*What you need to do*: The output should be identical to the entries that follow.

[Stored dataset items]
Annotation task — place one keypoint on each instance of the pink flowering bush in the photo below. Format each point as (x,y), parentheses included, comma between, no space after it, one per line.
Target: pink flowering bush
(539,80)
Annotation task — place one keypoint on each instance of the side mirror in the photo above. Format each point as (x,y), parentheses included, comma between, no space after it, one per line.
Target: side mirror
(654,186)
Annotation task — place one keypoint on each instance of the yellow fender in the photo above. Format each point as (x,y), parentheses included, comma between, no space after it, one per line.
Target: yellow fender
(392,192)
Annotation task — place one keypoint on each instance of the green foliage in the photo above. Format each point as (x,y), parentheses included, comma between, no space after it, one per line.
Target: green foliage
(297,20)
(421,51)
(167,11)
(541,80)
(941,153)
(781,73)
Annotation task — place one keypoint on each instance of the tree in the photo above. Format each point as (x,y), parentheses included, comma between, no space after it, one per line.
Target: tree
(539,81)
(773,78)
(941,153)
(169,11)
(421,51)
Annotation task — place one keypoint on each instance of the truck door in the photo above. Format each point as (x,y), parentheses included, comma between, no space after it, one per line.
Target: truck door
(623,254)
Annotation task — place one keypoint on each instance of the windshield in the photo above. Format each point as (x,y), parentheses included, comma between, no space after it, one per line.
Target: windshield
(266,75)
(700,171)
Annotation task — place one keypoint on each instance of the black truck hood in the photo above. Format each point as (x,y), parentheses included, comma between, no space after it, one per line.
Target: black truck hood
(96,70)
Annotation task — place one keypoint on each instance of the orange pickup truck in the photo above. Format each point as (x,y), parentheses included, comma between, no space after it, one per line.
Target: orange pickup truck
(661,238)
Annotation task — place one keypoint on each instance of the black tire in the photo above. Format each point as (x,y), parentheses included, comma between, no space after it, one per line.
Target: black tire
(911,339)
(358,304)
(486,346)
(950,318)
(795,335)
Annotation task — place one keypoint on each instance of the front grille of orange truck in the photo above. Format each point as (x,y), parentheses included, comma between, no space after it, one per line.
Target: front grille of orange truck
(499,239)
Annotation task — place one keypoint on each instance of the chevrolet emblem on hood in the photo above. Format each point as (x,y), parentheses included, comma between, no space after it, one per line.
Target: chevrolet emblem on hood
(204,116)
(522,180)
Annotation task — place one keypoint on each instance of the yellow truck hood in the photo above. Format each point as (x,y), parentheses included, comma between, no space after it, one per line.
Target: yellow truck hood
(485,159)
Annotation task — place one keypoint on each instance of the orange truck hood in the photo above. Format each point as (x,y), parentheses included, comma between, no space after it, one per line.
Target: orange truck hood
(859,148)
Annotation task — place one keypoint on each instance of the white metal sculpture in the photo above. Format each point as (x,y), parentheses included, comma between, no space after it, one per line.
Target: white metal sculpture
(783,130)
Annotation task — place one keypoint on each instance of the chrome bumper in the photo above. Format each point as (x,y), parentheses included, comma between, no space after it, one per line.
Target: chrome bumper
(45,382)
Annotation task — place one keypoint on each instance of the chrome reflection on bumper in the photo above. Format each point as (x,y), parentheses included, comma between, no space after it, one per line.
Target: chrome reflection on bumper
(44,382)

*Output below*:
Annotation task — place one keypoint on each instance of the pink flowering bush in the photo below. Format each point as (x,y), parentheses included, comma between, no space after it, one per line.
Target: pink flowering bush
(539,80)
Annotation task — place one keypoint on each instance of the side mirror in the photo above. Format each point as (x,y), parentheses included, comma between, no space after it, one per line.
Target: side mirror
(654,186)
Annotation task — place one keypoint on each instance of the yellow fender in the photo above. Format each point as (x,y), parentheses included, comma between, no space after it, one per line.
Target: yellow fender
(392,192)
Annotation task — place one keypoint on each instance of the green foliage in the photo above. Format each point as (x,y), parentheses included, comma between, no space after it, one per line.
Target: green foliage
(297,20)
(421,51)
(167,11)
(541,80)
(941,153)
(781,73)
Annotation task — place one keypoint on each instance of the tree in the photo above. Format each point as (x,y), parentheses included, comma between, no space after it, one per line.
Target: tree
(539,81)
(773,78)
(941,153)
(169,11)
(421,51)
Annotation task — place one keypoint on each instance of the truck door in the photo above. Format each point as (x,y), parentheses included, comma between, no space after it, one per line.
Target: truck door
(623,254)
Annotation task — place one keypoint on each instance of the windshield in the photo above. Format each point as (x,y), parentheses included, comma between, no space after it, one per line.
Target: windshield
(266,75)
(700,171)
Annotation task — place one keypoint on each instance of the black truck hood in the photo above. Format each point as (x,y), parentheses included, comma between, no space after it, one per line.
Target: black truck hood
(96,70)
Annotation task — place one keypoint on each instance of the orange pickup truck in the photo above. Format each point as (x,y), parentheses included, comma between, no space after it, one per line.
Target: orange pickup truck
(661,238)
Annotation task — place one keypoint on each instance of the black tire in the photo above. Format each point as (x,y), parentheses included, comma between, no space after it, one per line.
Target: black tire
(911,339)
(358,304)
(486,346)
(950,318)
(795,335)
Annotation task — place one keypoint on each instance of the front grille of orange truck in the photo above. Format each point as (x,y), parentheses included, comma between, no space after it, one per line.
Target: front grille of orange truck
(499,239)
Annotation task — place one keypoint on each instance of the chevrolet emblem on hood in the photo above. Format each point as (x,y), parentheses included, comma between, no space after it, one per line.
Target: chevrolet emblem on hood
(204,116)
(522,180)
Annotation task — place one keypoint on each instance of the yellow truck hood in the photo above. Format each point as (x,y), parentheses included, comma between, no space after it, one per line.
Target: yellow truck hood
(485,159)
Annotation task — place one keypoint on each instance of the orange truck hood in the photo above. Format each point as (x,y), parentheses included, comma between, no space after it, one per line.
Target: orange truck hood
(859,148)
Annotation task — place one keypoint on each instance of the white metal sculpture in the photo above. Format each point as (x,y), parentheses included, comma between, no space after it, one per line.
Target: white metal sculpture
(783,130)
Annotation task — place one keypoint on each instance of the chrome bumper in the photo above. Format each point as (x,y), parentheses included, comma between, no space after it, one per line.
Target: chrome bumper
(45,382)
Annotation task — place one keypoint on each instance of the chrome reflection on bumper in the photo above. Format each point as (x,y), parentheses included, comma between, no space after it, one per line.
Target: chrome reflection on bumper
(44,382)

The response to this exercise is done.